- **Data section**:
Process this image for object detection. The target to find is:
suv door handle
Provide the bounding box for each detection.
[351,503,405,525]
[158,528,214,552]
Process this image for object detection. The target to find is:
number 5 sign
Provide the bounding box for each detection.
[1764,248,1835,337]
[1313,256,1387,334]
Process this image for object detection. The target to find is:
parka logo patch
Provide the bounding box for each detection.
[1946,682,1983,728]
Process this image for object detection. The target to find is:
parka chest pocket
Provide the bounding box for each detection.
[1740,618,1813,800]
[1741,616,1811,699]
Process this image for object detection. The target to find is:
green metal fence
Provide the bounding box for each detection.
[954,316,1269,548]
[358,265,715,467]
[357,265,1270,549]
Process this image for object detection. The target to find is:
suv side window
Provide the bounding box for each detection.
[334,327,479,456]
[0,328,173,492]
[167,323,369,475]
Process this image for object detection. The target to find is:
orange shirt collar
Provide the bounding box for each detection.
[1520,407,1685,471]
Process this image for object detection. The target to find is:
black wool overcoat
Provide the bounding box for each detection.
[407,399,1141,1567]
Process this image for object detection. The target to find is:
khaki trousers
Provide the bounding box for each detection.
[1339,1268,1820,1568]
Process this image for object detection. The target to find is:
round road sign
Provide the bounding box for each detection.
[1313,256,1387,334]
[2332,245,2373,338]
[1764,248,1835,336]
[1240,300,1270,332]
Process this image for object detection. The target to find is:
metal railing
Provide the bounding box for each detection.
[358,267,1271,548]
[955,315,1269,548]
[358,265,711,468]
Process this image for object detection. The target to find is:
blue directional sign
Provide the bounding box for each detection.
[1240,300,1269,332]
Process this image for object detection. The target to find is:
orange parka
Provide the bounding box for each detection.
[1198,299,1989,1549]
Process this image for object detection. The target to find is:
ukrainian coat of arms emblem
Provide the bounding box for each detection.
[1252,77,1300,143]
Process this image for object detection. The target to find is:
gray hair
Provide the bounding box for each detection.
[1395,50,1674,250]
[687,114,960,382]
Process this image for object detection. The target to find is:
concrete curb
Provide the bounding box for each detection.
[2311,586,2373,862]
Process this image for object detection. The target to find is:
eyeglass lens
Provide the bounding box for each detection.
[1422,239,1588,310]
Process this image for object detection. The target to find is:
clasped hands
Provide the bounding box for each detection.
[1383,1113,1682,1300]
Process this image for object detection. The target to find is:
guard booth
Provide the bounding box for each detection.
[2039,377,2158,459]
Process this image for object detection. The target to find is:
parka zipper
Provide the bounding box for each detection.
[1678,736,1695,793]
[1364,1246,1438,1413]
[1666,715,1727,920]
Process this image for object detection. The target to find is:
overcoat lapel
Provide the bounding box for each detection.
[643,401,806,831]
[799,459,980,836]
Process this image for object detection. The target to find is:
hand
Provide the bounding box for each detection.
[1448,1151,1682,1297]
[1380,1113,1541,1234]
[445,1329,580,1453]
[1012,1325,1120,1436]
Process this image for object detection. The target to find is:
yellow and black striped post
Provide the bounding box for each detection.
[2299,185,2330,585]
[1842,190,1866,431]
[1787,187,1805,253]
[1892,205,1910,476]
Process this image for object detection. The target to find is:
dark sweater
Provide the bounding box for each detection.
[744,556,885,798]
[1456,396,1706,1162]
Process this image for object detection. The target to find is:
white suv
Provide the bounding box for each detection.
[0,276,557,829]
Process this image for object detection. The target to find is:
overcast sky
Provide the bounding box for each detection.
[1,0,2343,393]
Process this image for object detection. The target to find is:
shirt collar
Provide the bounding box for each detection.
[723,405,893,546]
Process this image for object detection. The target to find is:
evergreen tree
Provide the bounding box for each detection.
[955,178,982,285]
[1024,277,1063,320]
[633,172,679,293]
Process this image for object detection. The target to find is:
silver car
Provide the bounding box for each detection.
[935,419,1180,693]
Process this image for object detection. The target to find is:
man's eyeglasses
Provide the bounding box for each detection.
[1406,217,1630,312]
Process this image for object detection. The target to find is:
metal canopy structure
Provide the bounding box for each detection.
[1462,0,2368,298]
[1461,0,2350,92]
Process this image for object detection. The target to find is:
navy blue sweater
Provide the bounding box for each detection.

- **What you have to do**: Exactly as shown above, return all of the entries.

- **Result for this task**:
Process this image for object detection. The target to find is:
suv door handle
Provide the bounding box for each detection.
[351,503,405,525]
[158,528,214,552]
Process this image for object detection. The target to find is:
number 5 sign
Provide the bounding box for each detection.
[1764,248,1835,337]
[1313,256,1387,334]
Process this image for object detection. The target to find is:
parka logo patch
Provide the bounding box for each detection.
[1946,682,1983,728]
Process this image for object detection. The target to find is:
parka chest pocket
Provide the bounding box for each detection.
[1740,618,1813,800]
[1741,616,1811,699]
Process this image for object detection. The target to find is:
green metal fence
Provide the bounding box for each detection.
[954,316,1269,548]
[358,265,715,467]
[357,265,1270,549]
Process this image for object detection. The target to find is:
suv side window
Provide the bounding box for each detection.
[334,327,479,456]
[0,328,173,492]
[167,323,369,475]
Process this image for object detection. The target to find is:
orange shirt collar
Provide the bounding box for each detection.
[1520,407,1685,471]
Process this image for object detection. The target to find is:
black wool overcoat
Provide the bounding box for each detection.
[407,399,1141,1567]
Process this image for object detection. The target to find is:
khaki trousers
Provide the bounding box for each detection.
[1339,1268,1820,1568]
Process this image for object detection. The target to find is:
round road sign
Provide the bounding box for each detection.
[1313,256,1387,334]
[2332,245,2373,338]
[1764,248,1835,336]
[1240,300,1270,332]
Process this image for object detection. The target to find is:
metal railing
Provide the bounding box for each detection.
[358,267,1271,548]
[955,315,1269,548]
[358,265,711,468]
Process this image for object detection. The target to find is:
blue directional sign
Provide the bounding box for each detection.
[1240,300,1269,332]
Process this image for object detection. The target to find is:
orange parka
Provide the bounding box for each detection.
[1198,299,1989,1549]
Process this image for object detection. The target to find is:
ukrainian coat of arms emblem
Provide the bounding box for each detection.
[1252,77,1300,143]
Process this image for object detection. The target to find is:
gray hair
Provide the bounding box for each detection.
[1395,50,1674,250]
[687,114,960,382]
Process this image for object detection. The target to find is:
concrete curb
Provide the bounding box for each detection.
[2311,586,2373,862]
Process this image for object detection. The target to find is:
eyeglass lens
Provide the bounding box for each detection.
[1422,239,1588,310]
Process this image for object detection. The target to find is:
clasped hands
Provide the bounding box for each detection.
[1383,1113,1682,1300]
Process this image for object detection. The target to find is:
guard booth
Provide the bounding box for each detection.
[2039,377,2158,459]
Process this image for object detection. The target to find is:
parka zipper
Provide the bounding box for each detection.
[1678,736,1695,793]
[1364,1246,1438,1413]
[1666,715,1727,920]
Process this image for object detection. The target to find is:
overcoat lapel
Provide the bounding box for each detection.
[643,401,806,831]
[799,459,980,836]
Process this image for object detection. The target to find is:
hand
Provide the bounding box for each detection.
[1448,1151,1682,1297]
[1380,1113,1541,1234]
[445,1329,580,1453]
[1012,1325,1120,1436]
Process this image for object detection. The target to find is:
yellow and black striped post
Provide the bounding box for each detection.
[2299,185,2330,585]
[1842,190,1866,431]
[1787,187,1805,253]
[1892,205,1910,476]
Process this image for object detection. The target to find is:
dark sweater
Provide the bounding box for each detection.
[744,556,885,798]
[1456,396,1706,1162]
Process this image for object detection. The target to find is:
white suv
Provide the bounding box for each detection.
[0,276,557,829]
Process this image for object detection. The target to find is:
overcast sky
Provide the bounding box for each detection.
[1,0,2343,393]
Process this image for object detection. The target to find is:
shirt collar
Provide the bounding box for each detection.
[723,405,893,546]
Process this image for object detection. The target to find is:
evergreen tree
Provide the bounding box for each detection.
[955,178,982,285]
[1024,277,1063,320]
[633,172,679,293]
Process this image for object detection. The target to find is:
silver car
Provide the bounding box for each detection.
[935,419,1180,693]
Process this image for object detection. The target to find is:
man's eyeglasses
Provide the bounding box for each detection.
[1406,217,1630,312]
Process this image for object detection. The target to find is:
metal canopy structure
Provide the bounding box for each detection.
[1462,0,2368,298]
[1461,0,2350,92]
Process this image for object detection. The target to find is:
navy blue sweater
Provide the bounding box for each detection.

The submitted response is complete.